** The data **

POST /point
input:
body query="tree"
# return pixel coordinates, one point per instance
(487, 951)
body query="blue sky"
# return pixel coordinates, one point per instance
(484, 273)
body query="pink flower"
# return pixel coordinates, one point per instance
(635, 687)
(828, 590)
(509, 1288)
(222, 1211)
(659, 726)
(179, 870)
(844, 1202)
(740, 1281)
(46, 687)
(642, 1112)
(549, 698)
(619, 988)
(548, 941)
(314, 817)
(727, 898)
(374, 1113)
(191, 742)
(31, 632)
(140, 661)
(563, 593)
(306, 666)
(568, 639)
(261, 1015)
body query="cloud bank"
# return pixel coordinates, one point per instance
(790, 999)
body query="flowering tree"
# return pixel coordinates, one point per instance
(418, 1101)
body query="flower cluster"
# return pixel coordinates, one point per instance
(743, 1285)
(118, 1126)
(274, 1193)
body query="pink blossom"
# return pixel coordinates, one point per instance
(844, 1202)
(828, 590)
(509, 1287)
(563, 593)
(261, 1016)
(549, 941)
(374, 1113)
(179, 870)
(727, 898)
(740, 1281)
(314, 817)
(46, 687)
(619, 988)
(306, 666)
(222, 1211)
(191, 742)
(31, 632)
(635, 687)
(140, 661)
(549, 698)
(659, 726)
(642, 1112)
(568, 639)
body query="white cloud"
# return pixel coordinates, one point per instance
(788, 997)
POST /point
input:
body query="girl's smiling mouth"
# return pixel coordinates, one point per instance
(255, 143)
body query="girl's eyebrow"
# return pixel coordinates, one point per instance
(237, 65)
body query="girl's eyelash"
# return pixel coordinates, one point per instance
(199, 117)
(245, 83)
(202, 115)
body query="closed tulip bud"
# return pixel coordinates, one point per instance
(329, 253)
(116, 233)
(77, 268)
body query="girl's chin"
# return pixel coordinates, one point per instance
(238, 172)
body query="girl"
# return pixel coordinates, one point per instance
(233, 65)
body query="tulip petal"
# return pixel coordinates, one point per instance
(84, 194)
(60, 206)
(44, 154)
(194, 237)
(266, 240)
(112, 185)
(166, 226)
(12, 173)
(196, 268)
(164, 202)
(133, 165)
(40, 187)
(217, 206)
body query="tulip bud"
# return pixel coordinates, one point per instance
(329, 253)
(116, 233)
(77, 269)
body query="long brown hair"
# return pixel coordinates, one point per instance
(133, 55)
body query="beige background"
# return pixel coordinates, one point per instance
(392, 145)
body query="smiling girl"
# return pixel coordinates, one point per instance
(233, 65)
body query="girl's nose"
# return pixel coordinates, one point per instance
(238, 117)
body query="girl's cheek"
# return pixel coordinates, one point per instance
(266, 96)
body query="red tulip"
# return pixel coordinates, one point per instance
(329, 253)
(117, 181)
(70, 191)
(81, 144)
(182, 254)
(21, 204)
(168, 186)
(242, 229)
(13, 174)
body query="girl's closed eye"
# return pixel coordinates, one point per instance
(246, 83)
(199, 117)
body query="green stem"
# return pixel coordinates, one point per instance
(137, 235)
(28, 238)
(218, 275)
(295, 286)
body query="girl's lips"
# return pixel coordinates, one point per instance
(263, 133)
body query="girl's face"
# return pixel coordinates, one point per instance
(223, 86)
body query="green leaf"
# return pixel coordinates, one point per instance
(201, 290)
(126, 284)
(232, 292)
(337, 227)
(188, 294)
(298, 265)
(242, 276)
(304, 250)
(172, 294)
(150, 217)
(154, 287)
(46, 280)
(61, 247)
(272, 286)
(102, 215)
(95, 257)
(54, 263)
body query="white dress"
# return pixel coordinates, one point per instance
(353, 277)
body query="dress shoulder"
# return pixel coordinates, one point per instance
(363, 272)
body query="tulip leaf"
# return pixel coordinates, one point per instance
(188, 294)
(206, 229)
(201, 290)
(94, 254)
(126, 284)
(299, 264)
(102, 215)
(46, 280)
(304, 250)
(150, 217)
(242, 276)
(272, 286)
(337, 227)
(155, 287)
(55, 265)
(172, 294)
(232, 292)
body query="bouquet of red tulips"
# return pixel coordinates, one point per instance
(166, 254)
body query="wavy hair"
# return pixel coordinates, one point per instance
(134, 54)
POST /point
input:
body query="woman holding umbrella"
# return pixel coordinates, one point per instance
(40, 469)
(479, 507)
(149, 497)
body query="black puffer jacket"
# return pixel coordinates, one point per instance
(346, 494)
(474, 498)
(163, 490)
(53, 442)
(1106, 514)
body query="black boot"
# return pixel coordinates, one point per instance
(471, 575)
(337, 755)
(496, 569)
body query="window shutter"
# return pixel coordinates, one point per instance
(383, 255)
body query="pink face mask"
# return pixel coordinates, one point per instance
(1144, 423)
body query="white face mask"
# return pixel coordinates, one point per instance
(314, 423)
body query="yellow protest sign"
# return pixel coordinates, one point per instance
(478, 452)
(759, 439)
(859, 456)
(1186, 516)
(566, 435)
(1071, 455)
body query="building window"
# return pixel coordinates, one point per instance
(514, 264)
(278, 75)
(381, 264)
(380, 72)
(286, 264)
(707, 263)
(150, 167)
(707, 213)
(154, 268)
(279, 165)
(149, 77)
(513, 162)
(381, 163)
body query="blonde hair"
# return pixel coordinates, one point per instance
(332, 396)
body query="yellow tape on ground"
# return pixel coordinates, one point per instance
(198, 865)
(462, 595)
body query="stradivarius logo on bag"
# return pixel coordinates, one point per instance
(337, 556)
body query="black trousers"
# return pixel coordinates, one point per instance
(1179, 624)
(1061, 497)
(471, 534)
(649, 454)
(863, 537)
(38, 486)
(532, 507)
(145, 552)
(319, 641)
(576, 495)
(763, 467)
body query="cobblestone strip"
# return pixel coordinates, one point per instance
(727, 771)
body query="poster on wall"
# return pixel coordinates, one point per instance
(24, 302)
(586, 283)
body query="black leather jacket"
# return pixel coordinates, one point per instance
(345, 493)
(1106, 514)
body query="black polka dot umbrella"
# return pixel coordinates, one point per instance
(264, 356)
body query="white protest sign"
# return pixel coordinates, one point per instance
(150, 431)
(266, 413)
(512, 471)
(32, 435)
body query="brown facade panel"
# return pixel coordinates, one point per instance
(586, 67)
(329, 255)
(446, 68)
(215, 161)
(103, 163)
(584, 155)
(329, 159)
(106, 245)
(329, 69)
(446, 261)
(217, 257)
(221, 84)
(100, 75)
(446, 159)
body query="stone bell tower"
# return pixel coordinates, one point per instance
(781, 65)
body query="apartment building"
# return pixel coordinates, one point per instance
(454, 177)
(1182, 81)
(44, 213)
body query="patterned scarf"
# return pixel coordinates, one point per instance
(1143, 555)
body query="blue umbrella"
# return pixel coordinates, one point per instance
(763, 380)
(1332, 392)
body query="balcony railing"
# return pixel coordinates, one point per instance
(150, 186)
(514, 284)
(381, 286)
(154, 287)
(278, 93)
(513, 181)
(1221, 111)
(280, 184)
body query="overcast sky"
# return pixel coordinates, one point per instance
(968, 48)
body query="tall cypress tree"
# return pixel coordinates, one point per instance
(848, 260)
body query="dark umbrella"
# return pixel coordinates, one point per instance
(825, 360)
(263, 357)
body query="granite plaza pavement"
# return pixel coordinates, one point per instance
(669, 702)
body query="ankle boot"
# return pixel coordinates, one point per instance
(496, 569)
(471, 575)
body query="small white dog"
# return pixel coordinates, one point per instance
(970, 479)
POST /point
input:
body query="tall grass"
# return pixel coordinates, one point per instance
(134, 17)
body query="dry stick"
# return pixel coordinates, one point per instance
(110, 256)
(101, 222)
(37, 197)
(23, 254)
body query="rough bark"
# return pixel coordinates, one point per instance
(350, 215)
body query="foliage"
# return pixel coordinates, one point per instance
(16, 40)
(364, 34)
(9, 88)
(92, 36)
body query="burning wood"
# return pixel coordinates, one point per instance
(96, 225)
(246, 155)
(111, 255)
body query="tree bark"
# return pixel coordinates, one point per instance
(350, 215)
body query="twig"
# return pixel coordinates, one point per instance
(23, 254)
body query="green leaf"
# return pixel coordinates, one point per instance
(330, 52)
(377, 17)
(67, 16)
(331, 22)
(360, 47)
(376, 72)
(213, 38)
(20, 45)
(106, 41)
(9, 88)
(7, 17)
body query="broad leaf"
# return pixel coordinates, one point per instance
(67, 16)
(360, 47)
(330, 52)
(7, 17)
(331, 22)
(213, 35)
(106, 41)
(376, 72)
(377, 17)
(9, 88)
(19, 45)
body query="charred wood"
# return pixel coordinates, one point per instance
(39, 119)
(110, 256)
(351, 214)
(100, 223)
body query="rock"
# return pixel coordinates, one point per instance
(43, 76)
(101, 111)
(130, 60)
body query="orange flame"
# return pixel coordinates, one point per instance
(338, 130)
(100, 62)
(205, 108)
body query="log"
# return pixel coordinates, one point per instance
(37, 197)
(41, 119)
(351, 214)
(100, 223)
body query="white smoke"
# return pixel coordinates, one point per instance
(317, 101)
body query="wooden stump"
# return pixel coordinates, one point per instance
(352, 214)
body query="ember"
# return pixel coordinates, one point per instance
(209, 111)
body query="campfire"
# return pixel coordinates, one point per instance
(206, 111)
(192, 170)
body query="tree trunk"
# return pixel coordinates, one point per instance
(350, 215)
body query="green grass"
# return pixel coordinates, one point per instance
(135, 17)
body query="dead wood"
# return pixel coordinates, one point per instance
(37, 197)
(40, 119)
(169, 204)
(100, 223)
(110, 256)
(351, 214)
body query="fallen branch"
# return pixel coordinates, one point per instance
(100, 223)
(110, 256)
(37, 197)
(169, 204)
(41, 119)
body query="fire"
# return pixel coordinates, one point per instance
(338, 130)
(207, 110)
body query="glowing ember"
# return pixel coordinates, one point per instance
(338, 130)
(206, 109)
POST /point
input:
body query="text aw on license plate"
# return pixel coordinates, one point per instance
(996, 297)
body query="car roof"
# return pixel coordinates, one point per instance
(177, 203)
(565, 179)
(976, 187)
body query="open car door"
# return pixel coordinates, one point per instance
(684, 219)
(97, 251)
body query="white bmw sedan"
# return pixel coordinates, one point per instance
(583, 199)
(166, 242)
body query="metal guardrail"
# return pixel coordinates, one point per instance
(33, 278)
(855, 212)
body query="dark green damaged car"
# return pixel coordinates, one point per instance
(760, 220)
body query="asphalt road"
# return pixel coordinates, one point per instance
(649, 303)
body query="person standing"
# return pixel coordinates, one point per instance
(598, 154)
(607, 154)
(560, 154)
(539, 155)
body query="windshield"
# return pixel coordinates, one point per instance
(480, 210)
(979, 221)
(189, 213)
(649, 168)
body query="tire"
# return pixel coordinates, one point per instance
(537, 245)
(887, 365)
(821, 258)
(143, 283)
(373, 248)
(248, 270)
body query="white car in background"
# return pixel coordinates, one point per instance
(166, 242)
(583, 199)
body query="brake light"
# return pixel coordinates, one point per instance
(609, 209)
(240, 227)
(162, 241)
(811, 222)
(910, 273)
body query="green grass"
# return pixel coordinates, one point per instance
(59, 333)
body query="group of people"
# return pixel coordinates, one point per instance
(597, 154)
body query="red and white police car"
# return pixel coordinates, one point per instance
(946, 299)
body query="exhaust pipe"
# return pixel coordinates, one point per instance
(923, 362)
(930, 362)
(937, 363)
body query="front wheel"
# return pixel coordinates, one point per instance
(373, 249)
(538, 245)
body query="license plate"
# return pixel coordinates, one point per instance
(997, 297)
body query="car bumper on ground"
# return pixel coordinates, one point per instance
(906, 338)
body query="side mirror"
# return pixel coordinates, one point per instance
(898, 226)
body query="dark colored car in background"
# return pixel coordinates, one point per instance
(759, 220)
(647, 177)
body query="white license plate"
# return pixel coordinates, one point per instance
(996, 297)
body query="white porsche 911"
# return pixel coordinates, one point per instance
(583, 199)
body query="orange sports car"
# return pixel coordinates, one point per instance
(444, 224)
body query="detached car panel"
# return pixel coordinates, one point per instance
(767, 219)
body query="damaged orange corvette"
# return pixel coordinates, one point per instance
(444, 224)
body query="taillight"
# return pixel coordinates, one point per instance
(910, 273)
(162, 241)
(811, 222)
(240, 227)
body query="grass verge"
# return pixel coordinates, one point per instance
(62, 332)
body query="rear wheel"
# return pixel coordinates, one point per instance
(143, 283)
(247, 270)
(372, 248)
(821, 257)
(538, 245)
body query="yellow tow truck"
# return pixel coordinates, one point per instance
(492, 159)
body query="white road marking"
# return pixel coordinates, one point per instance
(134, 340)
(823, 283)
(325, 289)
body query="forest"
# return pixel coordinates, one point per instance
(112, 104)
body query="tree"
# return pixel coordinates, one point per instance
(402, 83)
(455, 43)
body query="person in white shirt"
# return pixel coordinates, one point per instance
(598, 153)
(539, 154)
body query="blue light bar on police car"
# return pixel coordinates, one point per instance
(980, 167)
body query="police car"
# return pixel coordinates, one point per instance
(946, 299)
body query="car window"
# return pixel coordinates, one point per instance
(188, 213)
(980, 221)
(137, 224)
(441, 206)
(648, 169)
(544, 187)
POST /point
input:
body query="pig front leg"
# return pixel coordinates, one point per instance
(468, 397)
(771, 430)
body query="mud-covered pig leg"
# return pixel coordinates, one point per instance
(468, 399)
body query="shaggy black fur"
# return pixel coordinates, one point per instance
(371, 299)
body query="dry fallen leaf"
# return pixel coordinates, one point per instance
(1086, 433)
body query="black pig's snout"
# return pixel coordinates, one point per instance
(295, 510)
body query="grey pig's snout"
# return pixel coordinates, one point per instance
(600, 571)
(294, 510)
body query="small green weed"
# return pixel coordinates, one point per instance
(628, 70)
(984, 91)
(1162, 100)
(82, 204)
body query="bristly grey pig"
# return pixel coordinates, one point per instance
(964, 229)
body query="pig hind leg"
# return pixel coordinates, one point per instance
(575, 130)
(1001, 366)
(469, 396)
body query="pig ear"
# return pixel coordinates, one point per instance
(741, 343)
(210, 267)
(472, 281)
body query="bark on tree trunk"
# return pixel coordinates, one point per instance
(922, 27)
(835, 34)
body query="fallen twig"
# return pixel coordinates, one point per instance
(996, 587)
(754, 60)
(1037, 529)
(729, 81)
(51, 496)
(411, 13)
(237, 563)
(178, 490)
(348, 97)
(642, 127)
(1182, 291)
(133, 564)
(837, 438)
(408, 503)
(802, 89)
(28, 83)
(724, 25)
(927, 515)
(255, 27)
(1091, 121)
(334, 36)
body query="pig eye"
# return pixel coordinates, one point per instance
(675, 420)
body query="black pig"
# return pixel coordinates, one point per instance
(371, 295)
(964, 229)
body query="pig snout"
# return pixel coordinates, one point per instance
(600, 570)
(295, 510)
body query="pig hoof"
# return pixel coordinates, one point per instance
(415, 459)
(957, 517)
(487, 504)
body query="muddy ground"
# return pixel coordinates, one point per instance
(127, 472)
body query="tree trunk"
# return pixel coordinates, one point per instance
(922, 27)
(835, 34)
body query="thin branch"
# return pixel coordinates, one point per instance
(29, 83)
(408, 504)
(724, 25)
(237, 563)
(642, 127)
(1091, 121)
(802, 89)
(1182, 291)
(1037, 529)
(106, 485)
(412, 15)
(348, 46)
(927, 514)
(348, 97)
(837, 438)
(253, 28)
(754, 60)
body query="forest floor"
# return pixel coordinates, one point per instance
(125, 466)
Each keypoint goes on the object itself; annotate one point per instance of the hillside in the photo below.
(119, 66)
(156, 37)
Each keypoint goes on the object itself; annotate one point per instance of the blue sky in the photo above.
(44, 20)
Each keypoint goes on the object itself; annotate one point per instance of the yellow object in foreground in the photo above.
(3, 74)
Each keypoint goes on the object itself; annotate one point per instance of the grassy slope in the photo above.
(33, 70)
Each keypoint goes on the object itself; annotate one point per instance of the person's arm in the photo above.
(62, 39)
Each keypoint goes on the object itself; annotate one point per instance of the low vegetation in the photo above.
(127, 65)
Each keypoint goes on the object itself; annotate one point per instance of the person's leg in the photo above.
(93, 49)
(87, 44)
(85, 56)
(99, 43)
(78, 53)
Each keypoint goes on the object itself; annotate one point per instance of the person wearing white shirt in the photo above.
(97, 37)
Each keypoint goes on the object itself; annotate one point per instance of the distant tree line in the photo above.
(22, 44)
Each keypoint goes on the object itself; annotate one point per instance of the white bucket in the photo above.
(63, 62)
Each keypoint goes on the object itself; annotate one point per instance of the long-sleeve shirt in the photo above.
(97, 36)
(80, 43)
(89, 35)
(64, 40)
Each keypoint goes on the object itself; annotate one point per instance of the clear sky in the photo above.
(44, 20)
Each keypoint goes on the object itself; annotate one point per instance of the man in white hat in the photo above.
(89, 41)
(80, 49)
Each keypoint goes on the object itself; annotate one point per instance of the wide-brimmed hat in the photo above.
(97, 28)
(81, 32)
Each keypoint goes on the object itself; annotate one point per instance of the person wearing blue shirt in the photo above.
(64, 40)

** Your objective **
Pull out every line of the entries that includes the word "panel".

** Answer section **
body query="brown facade panel"
body query="detached car panel"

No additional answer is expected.